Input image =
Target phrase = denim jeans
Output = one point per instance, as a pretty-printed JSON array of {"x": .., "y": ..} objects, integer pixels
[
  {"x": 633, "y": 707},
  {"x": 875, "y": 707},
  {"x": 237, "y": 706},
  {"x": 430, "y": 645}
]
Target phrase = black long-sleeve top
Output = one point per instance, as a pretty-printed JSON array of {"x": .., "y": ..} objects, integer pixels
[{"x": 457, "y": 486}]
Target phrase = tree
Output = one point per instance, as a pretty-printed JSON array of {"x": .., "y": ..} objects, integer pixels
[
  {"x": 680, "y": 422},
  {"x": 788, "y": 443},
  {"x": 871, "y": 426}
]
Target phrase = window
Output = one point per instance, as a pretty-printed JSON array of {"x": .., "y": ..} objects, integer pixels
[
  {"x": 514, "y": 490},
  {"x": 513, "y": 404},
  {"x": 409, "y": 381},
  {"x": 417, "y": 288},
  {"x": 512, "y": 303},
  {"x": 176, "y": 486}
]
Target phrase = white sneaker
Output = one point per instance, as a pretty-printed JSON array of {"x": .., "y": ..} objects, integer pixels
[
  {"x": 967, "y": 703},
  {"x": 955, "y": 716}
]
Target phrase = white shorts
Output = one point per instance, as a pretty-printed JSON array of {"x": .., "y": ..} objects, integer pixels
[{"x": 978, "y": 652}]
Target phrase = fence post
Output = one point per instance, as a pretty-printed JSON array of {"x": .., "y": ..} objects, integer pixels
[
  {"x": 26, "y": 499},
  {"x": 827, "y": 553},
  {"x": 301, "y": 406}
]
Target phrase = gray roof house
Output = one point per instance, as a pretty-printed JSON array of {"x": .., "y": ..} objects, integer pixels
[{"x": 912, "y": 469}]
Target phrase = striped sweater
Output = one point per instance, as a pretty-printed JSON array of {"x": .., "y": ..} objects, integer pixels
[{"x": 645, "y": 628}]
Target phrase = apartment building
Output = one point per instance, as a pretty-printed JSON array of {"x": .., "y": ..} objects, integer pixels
● ● ● ● ●
> WHAT IS EXPECTED
Copy all of the material above line for line, changing nothing.

> EXERCISE ANSWER
Input image =
Target phrase = denim jeans
Output = one point per instance, as a pretty-printed JSON array of {"x": .., "y": ..} objects, integer pixels
[
  {"x": 633, "y": 707},
  {"x": 875, "y": 707},
  {"x": 237, "y": 706},
  {"x": 430, "y": 645}
]
Target phrase = black long-sleeve top
Output = one point per instance, as a pretty-printed JSON array of {"x": .., "y": ..} objects, integer pixels
[{"x": 457, "y": 486}]
Target phrase = tree
Output = one point per instance, as a pretty-printed JSON array of {"x": .., "y": ..} objects, integer pixels
[
  {"x": 680, "y": 422},
  {"x": 788, "y": 443},
  {"x": 871, "y": 426}
]
Target phrase = window
Output = one point per instance, as a pretty-printed JSON array of {"x": .., "y": ..} objects, integer pixels
[
  {"x": 514, "y": 490},
  {"x": 513, "y": 404},
  {"x": 409, "y": 381},
  {"x": 417, "y": 288},
  {"x": 512, "y": 303},
  {"x": 176, "y": 486}
]
Target phrase = white sneaker
Output = one point per instance, as a pretty-printed JSON array of {"x": .., "y": ..} objects, integer pixels
[
  {"x": 967, "y": 703},
  {"x": 955, "y": 716}
]
Target phrase = white shorts
Output = one point per instance, as a pretty-printed JSON array of {"x": .., "y": ..} objects, integer pixels
[{"x": 978, "y": 652}]
Target phrase = fence post
Output = one point per instance, as a pretty-printed JSON array of {"x": .., "y": ..} objects, integer pixels
[
  {"x": 26, "y": 499},
  {"x": 827, "y": 553},
  {"x": 301, "y": 406}
]
Target phrase = gray roof house
Output = one point per instance, as a pretty-printed JSON array of {"x": .., "y": ..} objects, integer pixels
[{"x": 912, "y": 469}]
Target phrase = striped sweater
Output = one point per instance, as a pretty-printed JSON array of {"x": .., "y": ..} objects, integer pixels
[{"x": 645, "y": 628}]
Target phrase = apartment building
Output = one point per instance, as a pretty-printed JSON array of {"x": .., "y": ..} objects, integer pixels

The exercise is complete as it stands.